_AUSGANGSTEXT:_
※ ※ ※

# Wasserpflazen für den Koiteich



## Teichforum.info (6. Jan. 2004)

Hallo, erst mal noch, an alle, ein gesundes Neues Jahr.

Da ich im Herbst meinen Teich vergrößert habe, steht im Frühjahr eine
Neubepflanzung an.
In meinem Koiteich hatte ich bisher nur __ Rohrkolben, __ Iris, Sumpfcalla,
__ Hornblatt, __ Wassersalat und __ Wasserhahnenfuß.
Welche Pflanzen könnt Ihr für einen Koiteich noch empfehlen. Ich bitte Euch, mir Eure Erfahrugen kurz mitzuteilen, damit ich rechtzeitig eine Bestellung auslösen kan.

Danke schon mal.
mfg
morle


----------



## Teichforum.info (6. Jan. 2004)

Hallo morle,
eine Seerose tät nicht schaden  
Bei der Blütenfarben und Sortenauswahl könnte ich dir helfen,oder Werner auch bestimmt  

Allerdings würde ich keine soo teure Sorte nehmen,sondern eine,die schnell wächst,denn wenn die Koi ersteinmal auf den Geschmack gekommen sind,sehen die die Seerosen als netten kleinen Snck Zwischendurch an   

Wie wärs noch mit  Einigen Krebsscheren??
oder mit __ Wasserähre,__ papageienfeder,oder allgemein Myriophyllum-Arten??


----------



## Teichforum.info (9. Jan. 2004)

Hallo steeev,

herzlichen Dank für Deine Antwort. Hilft mir doch schon etwas weiter.

※ ※ ※

_DATENEINTRÄGE:_
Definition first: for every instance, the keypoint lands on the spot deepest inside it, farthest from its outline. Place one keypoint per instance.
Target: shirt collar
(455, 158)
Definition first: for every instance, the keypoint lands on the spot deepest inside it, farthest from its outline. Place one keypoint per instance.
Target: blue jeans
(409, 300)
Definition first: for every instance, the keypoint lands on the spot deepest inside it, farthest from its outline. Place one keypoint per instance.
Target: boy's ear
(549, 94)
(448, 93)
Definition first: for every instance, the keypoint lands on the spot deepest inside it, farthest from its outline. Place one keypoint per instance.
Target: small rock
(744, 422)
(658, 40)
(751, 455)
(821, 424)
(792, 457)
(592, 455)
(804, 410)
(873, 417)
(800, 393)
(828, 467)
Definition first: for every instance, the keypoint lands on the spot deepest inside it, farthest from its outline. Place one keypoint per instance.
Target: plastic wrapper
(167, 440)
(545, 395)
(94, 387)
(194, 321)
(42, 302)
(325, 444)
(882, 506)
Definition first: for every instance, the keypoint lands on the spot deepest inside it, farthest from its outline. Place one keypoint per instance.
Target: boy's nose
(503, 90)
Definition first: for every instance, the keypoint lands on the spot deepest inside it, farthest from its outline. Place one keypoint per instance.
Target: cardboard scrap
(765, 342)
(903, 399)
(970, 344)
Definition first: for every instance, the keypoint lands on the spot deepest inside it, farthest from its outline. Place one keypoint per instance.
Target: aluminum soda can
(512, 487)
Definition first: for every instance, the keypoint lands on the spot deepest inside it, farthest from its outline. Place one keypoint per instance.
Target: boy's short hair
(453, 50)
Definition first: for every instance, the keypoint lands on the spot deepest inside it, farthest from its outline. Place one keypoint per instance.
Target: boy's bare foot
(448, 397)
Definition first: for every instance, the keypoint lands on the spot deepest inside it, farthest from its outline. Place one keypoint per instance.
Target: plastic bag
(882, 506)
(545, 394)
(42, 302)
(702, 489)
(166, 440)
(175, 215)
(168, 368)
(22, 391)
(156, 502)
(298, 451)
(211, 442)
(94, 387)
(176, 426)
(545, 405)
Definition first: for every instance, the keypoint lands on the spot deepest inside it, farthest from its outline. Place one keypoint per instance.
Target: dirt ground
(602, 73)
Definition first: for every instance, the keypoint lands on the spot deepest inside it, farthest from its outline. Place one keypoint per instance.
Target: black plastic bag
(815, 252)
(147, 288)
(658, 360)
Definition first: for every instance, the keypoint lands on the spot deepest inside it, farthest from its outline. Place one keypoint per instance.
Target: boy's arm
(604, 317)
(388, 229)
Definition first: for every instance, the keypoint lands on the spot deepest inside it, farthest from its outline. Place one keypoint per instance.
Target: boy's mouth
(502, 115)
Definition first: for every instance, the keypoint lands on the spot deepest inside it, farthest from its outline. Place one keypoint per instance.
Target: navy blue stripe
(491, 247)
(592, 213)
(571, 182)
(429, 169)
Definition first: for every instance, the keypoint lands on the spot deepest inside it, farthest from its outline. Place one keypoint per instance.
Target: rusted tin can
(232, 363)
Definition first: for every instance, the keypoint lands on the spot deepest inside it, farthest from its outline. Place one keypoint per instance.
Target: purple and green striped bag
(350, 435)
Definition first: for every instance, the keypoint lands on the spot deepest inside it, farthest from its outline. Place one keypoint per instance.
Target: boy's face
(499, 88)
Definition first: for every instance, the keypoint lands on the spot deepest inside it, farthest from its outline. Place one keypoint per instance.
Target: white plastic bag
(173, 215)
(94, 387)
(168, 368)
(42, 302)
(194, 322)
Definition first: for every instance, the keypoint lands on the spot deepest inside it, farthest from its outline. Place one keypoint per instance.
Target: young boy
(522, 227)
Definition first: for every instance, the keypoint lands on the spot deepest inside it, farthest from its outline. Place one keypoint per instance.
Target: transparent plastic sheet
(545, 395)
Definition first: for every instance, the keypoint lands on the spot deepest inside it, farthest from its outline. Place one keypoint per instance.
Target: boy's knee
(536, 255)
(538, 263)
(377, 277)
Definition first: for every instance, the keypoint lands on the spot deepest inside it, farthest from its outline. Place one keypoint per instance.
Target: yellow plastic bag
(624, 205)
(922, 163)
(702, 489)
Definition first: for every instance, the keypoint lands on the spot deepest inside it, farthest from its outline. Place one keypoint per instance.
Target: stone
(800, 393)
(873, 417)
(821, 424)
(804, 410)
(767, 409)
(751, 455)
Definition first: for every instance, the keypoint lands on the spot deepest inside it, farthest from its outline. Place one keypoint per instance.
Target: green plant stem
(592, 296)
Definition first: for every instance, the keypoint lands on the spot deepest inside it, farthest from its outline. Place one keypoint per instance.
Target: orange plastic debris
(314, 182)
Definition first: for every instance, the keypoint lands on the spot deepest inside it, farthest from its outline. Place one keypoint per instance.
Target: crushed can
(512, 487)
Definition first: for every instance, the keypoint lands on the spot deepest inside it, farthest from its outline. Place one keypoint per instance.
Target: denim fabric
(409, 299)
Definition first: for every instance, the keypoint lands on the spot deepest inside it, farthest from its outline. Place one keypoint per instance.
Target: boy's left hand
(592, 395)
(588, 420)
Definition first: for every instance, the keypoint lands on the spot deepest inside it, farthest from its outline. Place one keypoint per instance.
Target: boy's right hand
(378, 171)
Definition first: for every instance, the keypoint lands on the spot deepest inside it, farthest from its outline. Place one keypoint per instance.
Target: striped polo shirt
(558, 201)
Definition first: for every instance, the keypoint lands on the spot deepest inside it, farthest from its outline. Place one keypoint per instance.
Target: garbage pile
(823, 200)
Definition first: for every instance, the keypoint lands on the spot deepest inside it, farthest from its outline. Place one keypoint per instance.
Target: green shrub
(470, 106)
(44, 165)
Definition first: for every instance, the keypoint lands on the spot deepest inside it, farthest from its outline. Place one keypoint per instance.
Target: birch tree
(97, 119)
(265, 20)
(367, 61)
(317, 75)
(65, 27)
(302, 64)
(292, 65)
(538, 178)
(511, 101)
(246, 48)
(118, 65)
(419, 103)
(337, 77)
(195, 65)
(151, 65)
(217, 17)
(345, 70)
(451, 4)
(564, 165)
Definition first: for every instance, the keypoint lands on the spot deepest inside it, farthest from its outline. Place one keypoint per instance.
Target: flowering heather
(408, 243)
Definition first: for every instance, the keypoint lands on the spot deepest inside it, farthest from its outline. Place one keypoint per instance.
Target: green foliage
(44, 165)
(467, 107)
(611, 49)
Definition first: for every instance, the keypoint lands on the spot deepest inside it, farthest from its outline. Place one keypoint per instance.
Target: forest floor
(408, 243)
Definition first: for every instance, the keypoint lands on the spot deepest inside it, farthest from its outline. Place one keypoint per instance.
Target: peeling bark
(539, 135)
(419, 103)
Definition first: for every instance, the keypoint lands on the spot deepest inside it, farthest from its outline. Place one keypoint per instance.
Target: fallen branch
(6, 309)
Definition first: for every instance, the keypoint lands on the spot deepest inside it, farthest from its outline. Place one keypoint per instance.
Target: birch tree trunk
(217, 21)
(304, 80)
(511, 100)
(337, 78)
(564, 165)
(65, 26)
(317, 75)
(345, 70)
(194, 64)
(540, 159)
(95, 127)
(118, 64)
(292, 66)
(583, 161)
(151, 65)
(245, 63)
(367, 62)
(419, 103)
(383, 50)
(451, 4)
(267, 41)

※ ※ ※

_AUFGABENZIEL:_
Schreiben Sie den Forumsthread über Wasserpflanzen für den Koiteich vollständig und unverändert ab.

_ERWARTETE ANTWORT:_
# Wasserpflazen für den Koiteich



## Teichforum.info (6. Jan. 2004)

Hallo, erst mal noch, an alle, ein gesundes Neues Jahr.

Da ich im Herbst meinen Teich vergrößert habe, steht im Frühjahr eine
Neubepflanzung an.
In meinem Koiteich hatte ich bisher nur __ Rohrkolben, __ Iris, Sumpfcalla,
__ Hornblatt, __ Wassersalat und __ Wasserhahnenfuß.
Welche Pflanzen könnt Ihr für einen Koiteich noch empfehlen. Ich bitte Euch, mir Eure Erfahrugen kurz mitzuteilen, damit ich rechtzeitig eine Bestellung auslösen kan.

Danke schon mal.
mfg
morle


----------



## Teichforum.info (6. Jan. 2004)

Hallo morle,
eine Seerose tät nicht schaden  
Bei der Blütenfarben und Sortenauswahl könnte ich dir helfen,oder Werner auch bestimmt  

Allerdings würde ich keine soo teure Sorte nehmen,sondern eine,die schnell wächst,denn wenn die Koi ersteinmal auf den Geschmack gekommen sind,sehen die die Seerosen als netten kleinen Snck Zwischendurch an   

Wie wärs noch mit  Einigen Krebsscheren??
oder mit __ Wasserähre,__ papageienfeder,oder allgemein Myriophyllum-Arten??


----------



## Teichforum.info (9. Jan. 2004)

Hallo steeev,

herzlichen Dank für Deine Antwort. Hilft mir doch schon etwas weiter.